[[ STUDY TEXT, beginning ]]

First Floor Lecture Hall, Jianzan Building (Phase I)
Chinese Institute for Brain Research, Beijing
09:30-10:30 Monday，September 16th, 2019
Anthony Albert Grace, Ph.D.
Distinguished Professor of Neuroscience
Professor of Psychiatry and Psychology
Department of Neuroscience,
University of Pittsburgh
Anthony Albert Grace，博士
Dr. Minmin Luo
Substantial evidence demonstrates that schizophrenia involves a dysregulated dopamine system driven by overactivity in the hippocampus. Schizophrenia brains show a substantial loss of parvalbumin GABAergic interneurons in the hippocampus which likely drives the hyperactivity, leading to an over-responsive dopamine system. Our studies suggest that when the hippocampus is hyperactive the dopamine system is hyper-responsive to stimuli,which can underlie psychosis. A major question is why there is interneuron loss in the hippocampus. Parvalbumin interneurons early in life are susceptible to damage due to stress. In a developmental disruption model of schizophrenia, we found that prepubertally these rats are more anxious, hyper-responsive to stress, and show hyperactivity in the amygdala; furthermore relieving the stress early in life prevents the transition to “psychosis.” Thus, schizophrenia susceptibility may be due to heightened sensitivity to the deleterious effects of stress. Indeed, multiple stressors given during this sensitive period to normal rats leads to the schizophrenia phenotype. Moreover, elimination of the ability of the medial prefrontal cortex to regulate stress enables minor stressors to yield the schizophrenia phenotype. In contrast, multiple stressors given to adult rats result in a depression-like phenotype. However, if the critical developmental period is first re-opened in the adult rat via histone decarboxylase inhibition, the same stressors now yield a schizophrenia phenotype. This suggests that genetic predisposition does not cause schizophrenia, but instead causes the individual to be hypersensitive to the deleterious effects of stress. Moreover, stress susceptibility may be a common link in familial risk for schizophrenia and depression. Therefore, controlling stress early in life in susceptible individuals may be an effective means to prevent transition to schizophrenia later in life.

[[ STUDY TEXT, end ]]
[[ DATA SUPPLIED, beginning ]]

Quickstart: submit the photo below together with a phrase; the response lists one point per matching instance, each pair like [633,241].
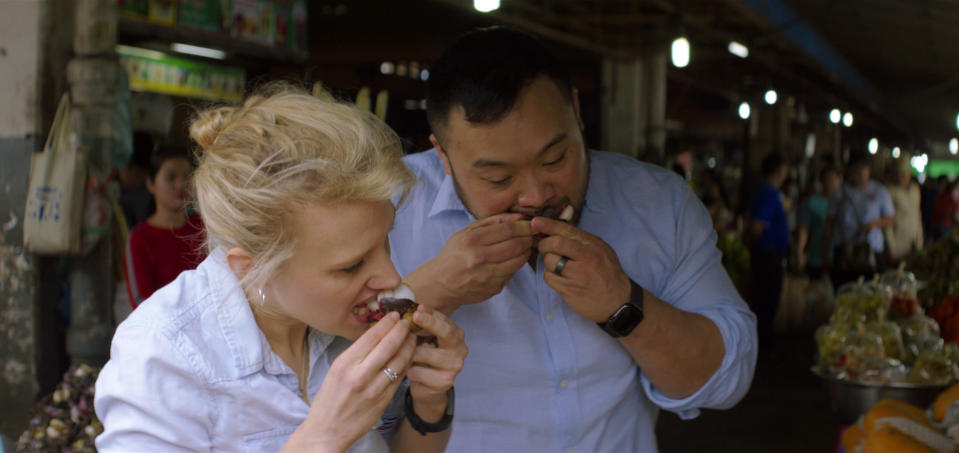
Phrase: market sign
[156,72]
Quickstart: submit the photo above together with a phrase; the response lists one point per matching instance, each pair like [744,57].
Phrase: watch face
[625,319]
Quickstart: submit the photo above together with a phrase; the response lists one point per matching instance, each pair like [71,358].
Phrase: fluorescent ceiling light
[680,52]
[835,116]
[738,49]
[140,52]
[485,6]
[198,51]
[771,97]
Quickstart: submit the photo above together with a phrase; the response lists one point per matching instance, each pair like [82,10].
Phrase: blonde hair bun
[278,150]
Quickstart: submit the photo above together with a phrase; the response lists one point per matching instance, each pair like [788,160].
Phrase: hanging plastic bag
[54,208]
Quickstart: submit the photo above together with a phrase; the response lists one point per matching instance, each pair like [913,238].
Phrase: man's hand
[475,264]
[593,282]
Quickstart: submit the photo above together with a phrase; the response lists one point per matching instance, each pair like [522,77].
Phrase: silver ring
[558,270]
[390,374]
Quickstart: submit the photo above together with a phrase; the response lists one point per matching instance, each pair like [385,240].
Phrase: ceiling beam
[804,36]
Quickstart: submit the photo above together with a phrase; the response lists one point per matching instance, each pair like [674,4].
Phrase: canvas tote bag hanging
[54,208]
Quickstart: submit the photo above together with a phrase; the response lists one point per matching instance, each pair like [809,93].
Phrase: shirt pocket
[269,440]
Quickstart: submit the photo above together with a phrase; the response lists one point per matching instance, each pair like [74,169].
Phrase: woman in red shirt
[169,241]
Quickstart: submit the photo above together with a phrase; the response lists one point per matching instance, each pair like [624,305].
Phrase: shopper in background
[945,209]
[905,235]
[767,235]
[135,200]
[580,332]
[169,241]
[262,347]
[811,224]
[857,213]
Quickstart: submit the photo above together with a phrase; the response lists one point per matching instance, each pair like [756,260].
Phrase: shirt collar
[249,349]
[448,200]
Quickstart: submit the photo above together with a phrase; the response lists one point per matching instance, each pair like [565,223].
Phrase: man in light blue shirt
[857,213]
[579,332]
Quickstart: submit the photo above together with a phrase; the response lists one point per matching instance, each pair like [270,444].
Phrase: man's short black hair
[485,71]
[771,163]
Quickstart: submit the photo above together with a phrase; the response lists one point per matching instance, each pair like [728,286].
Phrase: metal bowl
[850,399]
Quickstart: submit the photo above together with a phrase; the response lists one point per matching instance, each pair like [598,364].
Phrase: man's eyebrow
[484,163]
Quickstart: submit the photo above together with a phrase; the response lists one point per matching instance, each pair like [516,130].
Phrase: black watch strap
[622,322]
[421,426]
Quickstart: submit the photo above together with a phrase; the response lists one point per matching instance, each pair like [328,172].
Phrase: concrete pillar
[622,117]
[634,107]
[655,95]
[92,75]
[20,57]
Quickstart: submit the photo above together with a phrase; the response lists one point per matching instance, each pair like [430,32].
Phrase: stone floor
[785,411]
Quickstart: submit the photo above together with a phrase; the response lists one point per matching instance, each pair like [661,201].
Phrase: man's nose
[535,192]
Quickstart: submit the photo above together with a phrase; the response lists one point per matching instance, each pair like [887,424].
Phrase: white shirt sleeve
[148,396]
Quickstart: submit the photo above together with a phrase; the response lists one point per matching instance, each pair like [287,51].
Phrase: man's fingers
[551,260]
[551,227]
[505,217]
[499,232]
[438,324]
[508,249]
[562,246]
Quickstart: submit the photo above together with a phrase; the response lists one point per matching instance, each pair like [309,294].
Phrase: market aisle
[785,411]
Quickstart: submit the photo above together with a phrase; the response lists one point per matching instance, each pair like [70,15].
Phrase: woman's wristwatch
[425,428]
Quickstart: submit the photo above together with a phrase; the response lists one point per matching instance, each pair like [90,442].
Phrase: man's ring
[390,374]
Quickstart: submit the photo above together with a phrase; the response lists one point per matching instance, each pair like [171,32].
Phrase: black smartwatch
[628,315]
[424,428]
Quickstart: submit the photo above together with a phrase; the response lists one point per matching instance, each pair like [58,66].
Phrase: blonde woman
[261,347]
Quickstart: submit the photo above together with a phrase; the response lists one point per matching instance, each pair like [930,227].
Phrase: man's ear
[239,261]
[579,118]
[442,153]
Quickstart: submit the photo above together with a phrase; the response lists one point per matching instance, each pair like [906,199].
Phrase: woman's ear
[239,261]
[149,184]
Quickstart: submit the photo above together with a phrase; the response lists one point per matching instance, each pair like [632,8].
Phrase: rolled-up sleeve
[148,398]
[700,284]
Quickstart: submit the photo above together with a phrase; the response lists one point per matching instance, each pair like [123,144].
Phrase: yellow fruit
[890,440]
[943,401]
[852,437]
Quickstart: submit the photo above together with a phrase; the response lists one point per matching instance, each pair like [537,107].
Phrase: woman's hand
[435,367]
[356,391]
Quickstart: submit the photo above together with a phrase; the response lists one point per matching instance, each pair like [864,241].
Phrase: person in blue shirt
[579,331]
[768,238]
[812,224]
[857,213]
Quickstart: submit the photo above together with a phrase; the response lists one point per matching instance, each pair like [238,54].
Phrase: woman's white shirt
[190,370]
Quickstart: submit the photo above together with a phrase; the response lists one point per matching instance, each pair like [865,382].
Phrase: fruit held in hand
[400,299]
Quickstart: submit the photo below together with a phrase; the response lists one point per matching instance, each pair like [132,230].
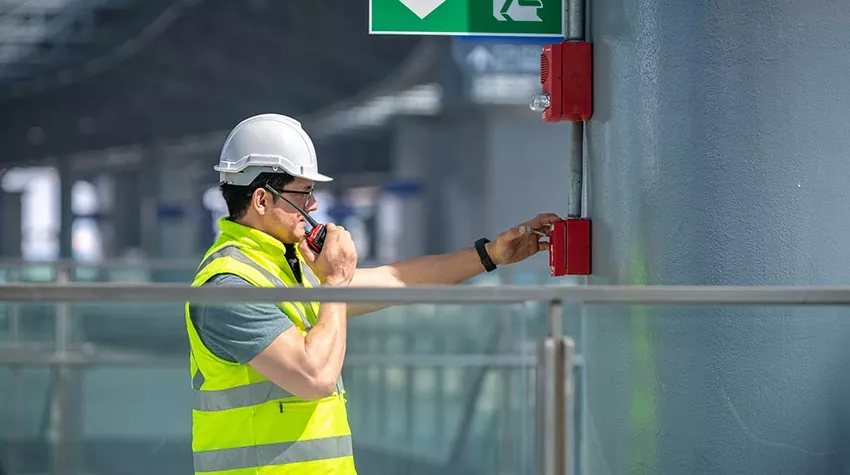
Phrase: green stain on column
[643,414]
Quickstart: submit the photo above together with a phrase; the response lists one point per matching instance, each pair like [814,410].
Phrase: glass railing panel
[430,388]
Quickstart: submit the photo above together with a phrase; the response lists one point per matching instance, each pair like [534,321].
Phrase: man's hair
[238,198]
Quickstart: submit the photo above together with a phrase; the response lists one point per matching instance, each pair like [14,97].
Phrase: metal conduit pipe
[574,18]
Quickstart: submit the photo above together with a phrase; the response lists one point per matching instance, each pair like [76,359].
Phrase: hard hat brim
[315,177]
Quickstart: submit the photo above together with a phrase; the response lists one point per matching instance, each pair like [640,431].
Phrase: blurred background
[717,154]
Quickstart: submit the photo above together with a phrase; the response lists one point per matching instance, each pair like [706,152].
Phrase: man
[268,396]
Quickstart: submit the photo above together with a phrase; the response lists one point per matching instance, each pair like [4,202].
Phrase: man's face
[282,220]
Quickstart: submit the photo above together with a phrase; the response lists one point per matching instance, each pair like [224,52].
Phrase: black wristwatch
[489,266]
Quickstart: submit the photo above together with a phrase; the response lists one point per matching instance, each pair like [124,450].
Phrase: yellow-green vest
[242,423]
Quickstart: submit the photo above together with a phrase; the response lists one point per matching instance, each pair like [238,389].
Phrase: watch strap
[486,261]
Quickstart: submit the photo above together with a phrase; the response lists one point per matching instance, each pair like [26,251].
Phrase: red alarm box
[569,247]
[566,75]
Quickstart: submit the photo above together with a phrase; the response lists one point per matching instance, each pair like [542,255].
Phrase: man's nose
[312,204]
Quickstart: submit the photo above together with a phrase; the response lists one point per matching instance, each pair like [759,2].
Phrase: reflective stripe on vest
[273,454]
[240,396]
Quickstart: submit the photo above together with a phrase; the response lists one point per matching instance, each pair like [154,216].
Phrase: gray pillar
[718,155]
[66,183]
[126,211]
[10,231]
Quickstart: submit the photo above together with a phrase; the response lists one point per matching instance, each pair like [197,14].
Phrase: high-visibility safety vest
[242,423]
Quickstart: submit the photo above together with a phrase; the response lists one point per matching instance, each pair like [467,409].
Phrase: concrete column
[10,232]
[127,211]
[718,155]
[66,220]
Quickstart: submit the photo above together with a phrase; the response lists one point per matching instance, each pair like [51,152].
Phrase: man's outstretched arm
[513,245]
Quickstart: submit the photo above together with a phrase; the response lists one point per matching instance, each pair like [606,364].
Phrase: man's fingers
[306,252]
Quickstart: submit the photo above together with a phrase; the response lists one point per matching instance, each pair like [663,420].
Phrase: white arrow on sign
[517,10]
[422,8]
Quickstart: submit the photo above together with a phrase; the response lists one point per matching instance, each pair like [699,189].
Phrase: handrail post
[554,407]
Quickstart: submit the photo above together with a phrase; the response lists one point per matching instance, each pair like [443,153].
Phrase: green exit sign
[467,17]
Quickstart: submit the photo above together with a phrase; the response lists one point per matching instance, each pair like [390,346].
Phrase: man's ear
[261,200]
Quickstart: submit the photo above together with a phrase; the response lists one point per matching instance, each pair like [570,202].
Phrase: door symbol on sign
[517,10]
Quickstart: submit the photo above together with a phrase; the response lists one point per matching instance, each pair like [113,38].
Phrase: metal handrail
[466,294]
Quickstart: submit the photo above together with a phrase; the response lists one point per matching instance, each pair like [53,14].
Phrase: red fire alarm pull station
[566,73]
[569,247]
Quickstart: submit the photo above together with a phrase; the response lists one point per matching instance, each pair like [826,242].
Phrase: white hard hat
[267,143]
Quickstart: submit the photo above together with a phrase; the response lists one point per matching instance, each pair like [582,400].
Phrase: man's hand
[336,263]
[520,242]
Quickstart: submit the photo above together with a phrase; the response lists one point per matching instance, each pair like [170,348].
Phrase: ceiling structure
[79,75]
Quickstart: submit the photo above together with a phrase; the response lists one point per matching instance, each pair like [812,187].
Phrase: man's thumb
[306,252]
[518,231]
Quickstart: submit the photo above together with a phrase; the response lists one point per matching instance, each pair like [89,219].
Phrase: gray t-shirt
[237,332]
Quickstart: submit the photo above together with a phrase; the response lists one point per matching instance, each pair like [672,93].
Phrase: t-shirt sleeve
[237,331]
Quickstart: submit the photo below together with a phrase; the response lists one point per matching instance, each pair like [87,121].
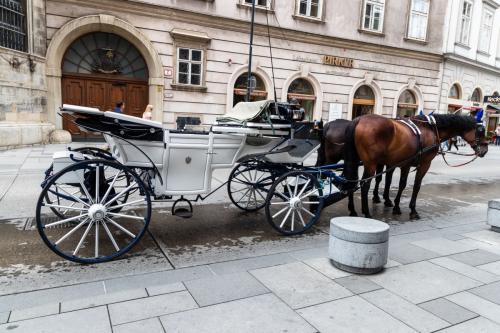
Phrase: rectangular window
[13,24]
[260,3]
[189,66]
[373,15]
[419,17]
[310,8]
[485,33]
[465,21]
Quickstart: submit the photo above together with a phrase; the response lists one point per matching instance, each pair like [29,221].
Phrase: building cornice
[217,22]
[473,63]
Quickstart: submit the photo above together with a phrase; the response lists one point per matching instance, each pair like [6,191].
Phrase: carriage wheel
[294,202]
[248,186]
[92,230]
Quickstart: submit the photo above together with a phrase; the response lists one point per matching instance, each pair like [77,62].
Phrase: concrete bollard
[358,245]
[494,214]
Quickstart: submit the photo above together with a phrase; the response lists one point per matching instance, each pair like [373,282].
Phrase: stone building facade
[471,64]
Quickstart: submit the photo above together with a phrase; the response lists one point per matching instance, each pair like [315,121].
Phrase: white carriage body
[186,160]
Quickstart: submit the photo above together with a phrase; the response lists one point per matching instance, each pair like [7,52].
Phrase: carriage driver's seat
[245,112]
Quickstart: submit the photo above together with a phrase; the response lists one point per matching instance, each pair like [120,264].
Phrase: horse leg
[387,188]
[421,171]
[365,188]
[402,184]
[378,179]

[[ DATA SUPPLIED, end ]]

▶ WHAT YOU WILL DO
A. According to the seminar announcement, what results when multiple stressors are given to adult rats?
B. Transcribe the seminar announcement starting at "First Floor Lecture" and ending at "Albert Grace, Ph.D.".

▶ ANSWERS IN ORDER
A. A depression-like phenotype.

B.
First Floor Lecture Hall, Jianzan Building (Phase I)
Chinese Institute for Brain Research, Beijing
09:30-10:30 Monday，September 16th, 2019
Anthony Albert Grace, Ph.D.